• What is being asked
All the entries, exactly as they read, must be written out again.

• Free-text object descriptions
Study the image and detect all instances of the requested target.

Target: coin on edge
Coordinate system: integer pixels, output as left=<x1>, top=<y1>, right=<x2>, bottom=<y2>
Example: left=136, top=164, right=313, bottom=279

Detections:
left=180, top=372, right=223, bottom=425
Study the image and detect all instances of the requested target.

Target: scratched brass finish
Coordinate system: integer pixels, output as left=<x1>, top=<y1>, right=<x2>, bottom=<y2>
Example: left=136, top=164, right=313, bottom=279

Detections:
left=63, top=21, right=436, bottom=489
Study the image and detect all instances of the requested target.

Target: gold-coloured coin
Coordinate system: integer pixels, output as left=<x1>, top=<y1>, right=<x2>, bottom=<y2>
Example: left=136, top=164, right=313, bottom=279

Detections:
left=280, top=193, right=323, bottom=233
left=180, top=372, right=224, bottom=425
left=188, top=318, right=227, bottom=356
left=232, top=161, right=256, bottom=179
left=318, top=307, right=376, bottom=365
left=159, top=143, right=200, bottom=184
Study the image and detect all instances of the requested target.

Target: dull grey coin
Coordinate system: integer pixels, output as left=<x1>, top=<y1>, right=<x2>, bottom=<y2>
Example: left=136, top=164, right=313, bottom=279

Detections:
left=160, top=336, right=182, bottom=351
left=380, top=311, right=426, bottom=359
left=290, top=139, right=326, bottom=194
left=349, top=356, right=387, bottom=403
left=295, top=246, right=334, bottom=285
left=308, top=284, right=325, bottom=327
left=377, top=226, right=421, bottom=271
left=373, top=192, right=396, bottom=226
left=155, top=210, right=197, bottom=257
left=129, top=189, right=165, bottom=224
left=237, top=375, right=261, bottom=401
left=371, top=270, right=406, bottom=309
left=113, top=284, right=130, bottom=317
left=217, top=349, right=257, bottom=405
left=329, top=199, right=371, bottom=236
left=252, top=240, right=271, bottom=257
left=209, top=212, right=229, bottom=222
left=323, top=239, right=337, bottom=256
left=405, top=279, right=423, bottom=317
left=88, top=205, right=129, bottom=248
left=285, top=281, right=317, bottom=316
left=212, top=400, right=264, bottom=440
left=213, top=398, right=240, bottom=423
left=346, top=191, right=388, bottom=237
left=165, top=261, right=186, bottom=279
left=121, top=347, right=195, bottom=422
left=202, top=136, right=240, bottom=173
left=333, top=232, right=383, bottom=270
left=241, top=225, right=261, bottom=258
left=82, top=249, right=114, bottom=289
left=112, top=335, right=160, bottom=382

• Response to this task
Study the image and detect all instances of the requested target.

Target: coin on edge
Coordinate system: integer pixels, output as left=<x1>, top=<y1>, right=<x2>, bottom=<y2>
Example: left=136, top=164, right=313, bottom=279

Detections:
left=180, top=372, right=223, bottom=425
Study the image and detect all instances of the requested target.

Target: scratched brass finish
Coordinate system: integer pixels, output as left=<x1>, top=<y1>, right=<x2>, bottom=<y2>
Example: left=136, top=164, right=313, bottom=279

Detections:
left=63, top=21, right=436, bottom=489
Study the image and detect all instances of the requested target.

Target: gold-coloured coin
Coordinate system: integer pixels, output as left=<x1>, top=<y1>, right=<x2>, bottom=<y2>
Example: left=136, top=164, right=313, bottom=279

Detections:
left=280, top=193, right=323, bottom=233
left=180, top=372, right=224, bottom=425
left=188, top=318, right=227, bottom=356
left=232, top=161, right=256, bottom=179
left=318, top=307, right=376, bottom=365
left=159, top=143, right=200, bottom=184
Study the image and detect all instances of the requested target.

Target: dull grey coin
Coordinate system: integer pixels, output as left=<x1>, top=<y1>, right=<x2>, bottom=<y2>
Example: left=136, top=164, right=313, bottom=279

Detections:
left=160, top=336, right=182, bottom=351
left=380, top=311, right=426, bottom=359
left=290, top=139, right=326, bottom=194
left=349, top=356, right=387, bottom=403
left=295, top=246, right=334, bottom=285
left=308, top=284, right=325, bottom=327
left=377, top=226, right=421, bottom=271
left=373, top=192, right=396, bottom=226
left=155, top=210, right=197, bottom=257
left=129, top=189, right=165, bottom=224
left=237, top=375, right=261, bottom=401
left=371, top=270, right=406, bottom=309
left=113, top=284, right=130, bottom=317
left=217, top=349, right=257, bottom=405
left=329, top=199, right=371, bottom=236
left=252, top=240, right=271, bottom=257
left=209, top=212, right=229, bottom=222
left=323, top=239, right=337, bottom=256
left=405, top=279, right=423, bottom=317
left=88, top=205, right=129, bottom=248
left=285, top=281, right=317, bottom=316
left=212, top=400, right=264, bottom=440
left=213, top=398, right=240, bottom=423
left=346, top=191, right=388, bottom=237
left=165, top=261, right=186, bottom=279
left=121, top=347, right=195, bottom=422
left=202, top=136, right=240, bottom=173
left=333, top=232, right=383, bottom=270
left=241, top=225, right=261, bottom=258
left=82, top=249, right=114, bottom=289
left=112, top=335, right=160, bottom=382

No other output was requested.